--- start Given passage ---
In this article we give a brief overview on the law relating to Restraint Orders - that is an orders made by in the Crown Court which effectively freezes the assets of someone who is either being prosecuted or investigated for alleged criminal offences. It is often the first warning sign that there is trouble ahead. The orders themselves can be very restrictive and we consider here how such orders are made and what steps should be taken if you find yourself on the wrong end of a Restraint Order.
Proceeds Of Crime Act 2002
The purpose of a Restraint Order is to freeze property that may subsequently be confiscated. Confiscation of course is the power the Crown Court has to make orders depriving convicted offenders of their assets if the offender has benefited from his criminal conduct. That topic in itself is a huge one and not one that can be covered here.
Prosecutors worry that suspects who are under investigation, or have just been interviewed or charged may start hiding their money just in case they are convicted. In such circumstances the prosecution can apply to the Crown Court to restrain those assets - that power is contained in the Proceeds of Crime Act 2002 ("POCA"). A Restraint Order does what it says - the Order will specify what you cannot do; i.e. you cannot 'deal' with the property cited on the Order. If the Order mentions your car for example it will mean that you cannot sell the car or transfer it or dispose of it, or in any way 'realise' it - i.e. turn it into cash.
When and How can a Restraint Order be Made?
Section 40 of POCA creates a number of circumstances in which the Crown Court may issue a Restraint Order. Usually the Crown will apply for an Order after a suspect has been charged with an offence, but the authorities can seek such an order even before there is an arrest - as long as an 'investigation' has started, s40(2)(a). The Crown have to establish at this stage that there is a reasonable cause to believe that the alleged offender has benefited from his criminal conduct (s40(2)(b)).
--- end Given passage ---
--- start Supplied data ---
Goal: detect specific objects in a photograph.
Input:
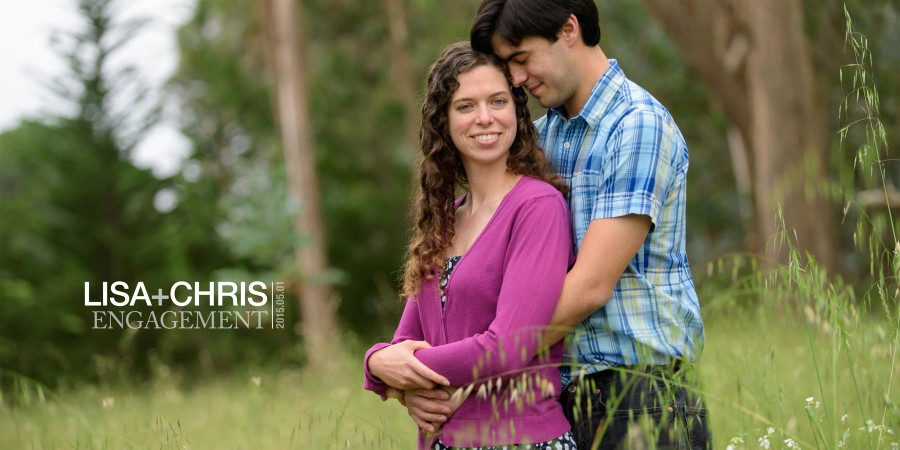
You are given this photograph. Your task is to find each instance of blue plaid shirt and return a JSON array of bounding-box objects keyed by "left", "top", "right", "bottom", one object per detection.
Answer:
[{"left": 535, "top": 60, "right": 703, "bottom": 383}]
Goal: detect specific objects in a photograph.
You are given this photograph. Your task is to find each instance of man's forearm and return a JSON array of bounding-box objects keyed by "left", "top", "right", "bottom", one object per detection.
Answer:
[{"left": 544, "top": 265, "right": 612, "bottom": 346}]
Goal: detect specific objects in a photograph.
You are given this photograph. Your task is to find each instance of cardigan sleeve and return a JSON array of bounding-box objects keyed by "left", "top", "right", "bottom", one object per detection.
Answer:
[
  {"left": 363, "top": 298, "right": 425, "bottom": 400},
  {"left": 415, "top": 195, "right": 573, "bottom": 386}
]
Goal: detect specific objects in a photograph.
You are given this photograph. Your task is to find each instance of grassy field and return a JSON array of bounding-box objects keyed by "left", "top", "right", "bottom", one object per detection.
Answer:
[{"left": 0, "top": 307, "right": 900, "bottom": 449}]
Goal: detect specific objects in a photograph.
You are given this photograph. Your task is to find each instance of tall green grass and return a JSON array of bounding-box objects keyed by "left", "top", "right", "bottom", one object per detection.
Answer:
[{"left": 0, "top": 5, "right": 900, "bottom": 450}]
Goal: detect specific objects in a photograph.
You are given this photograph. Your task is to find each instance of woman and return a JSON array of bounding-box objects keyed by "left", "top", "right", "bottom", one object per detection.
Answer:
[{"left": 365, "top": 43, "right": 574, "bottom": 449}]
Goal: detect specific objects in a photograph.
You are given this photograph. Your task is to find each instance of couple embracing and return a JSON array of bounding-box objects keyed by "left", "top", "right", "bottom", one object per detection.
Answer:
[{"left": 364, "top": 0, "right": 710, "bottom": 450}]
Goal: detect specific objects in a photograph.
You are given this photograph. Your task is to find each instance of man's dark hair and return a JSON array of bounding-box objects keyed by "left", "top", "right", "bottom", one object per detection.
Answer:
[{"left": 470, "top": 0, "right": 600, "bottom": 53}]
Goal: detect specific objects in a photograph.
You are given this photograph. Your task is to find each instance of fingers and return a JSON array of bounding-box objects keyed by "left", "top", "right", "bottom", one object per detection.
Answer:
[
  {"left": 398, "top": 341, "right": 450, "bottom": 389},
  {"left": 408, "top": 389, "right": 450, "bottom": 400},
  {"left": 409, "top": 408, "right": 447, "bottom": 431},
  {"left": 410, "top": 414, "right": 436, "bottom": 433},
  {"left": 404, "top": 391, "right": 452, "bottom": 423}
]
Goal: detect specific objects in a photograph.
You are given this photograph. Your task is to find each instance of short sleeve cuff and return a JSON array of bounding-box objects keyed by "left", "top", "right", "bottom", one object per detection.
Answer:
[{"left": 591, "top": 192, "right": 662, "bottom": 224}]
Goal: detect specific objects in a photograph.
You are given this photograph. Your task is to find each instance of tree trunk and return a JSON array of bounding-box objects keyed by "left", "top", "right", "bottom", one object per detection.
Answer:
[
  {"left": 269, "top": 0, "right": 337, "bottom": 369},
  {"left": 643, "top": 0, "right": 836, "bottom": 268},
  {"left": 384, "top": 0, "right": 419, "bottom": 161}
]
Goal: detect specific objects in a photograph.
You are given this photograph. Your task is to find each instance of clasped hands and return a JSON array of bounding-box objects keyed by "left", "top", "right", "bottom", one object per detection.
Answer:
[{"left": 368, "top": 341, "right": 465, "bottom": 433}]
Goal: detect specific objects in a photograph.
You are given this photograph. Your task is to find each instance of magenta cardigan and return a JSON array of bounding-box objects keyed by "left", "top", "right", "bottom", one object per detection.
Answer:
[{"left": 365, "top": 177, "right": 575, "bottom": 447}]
--- end Supplied data ---
Given request
Write a continuation of the restraint orders text, starting from the point where it stops.

Answer
The Crown do not have to convince the Judge that any named property was purchased directly with ill gotten gains. All they have to do is persuade the Judge, to the civil standard, - i.e. on the balance of probabilities, that there is reasonable cause to believe that the suspect has benefited from 'criminal conduct' - this 'criminal conduct' is widely defined as any conduct which would constitute an offence (s76) and the Crown may rely on hearsay evidence to persuade the Judge.
The Crown's application to the Court is likely to be made ex parte, that is the prosecution seeing the Judge privately in Chambers without notice to the suspect; s42(1)(b). The first a suspect will know about it is when he or she is served with the Order, or even finds that his or her cash-card for some reason no longer works at the bank's ATM.
However, it is important to bear in mind that the Court does not have to make a Restraint Order and those affected can challenge the making of such an Order. In Director of Serious Fraud Office v A (2007) 151 S.J. 1058, CA the Court found that although there was a legitimate public interest in preventing a suspect from dissipating or hiding his assets once he became aware that an investigation was under way it did not necessarily mean that, even if the statutory conditions were satisfied, an order would inevitably be made - s40(1) provides that the Court Court may grant an Order - not must.
If a suspect's finances are complex the Court may appoint a Management Receiver (s48) to receive and manage the property. This will be a sizeable accountancy firm who could have the legal authority to take possession and control of any or all of the suspect's property and sell any assets. This is a major step which has significant implications for those on the receiving end.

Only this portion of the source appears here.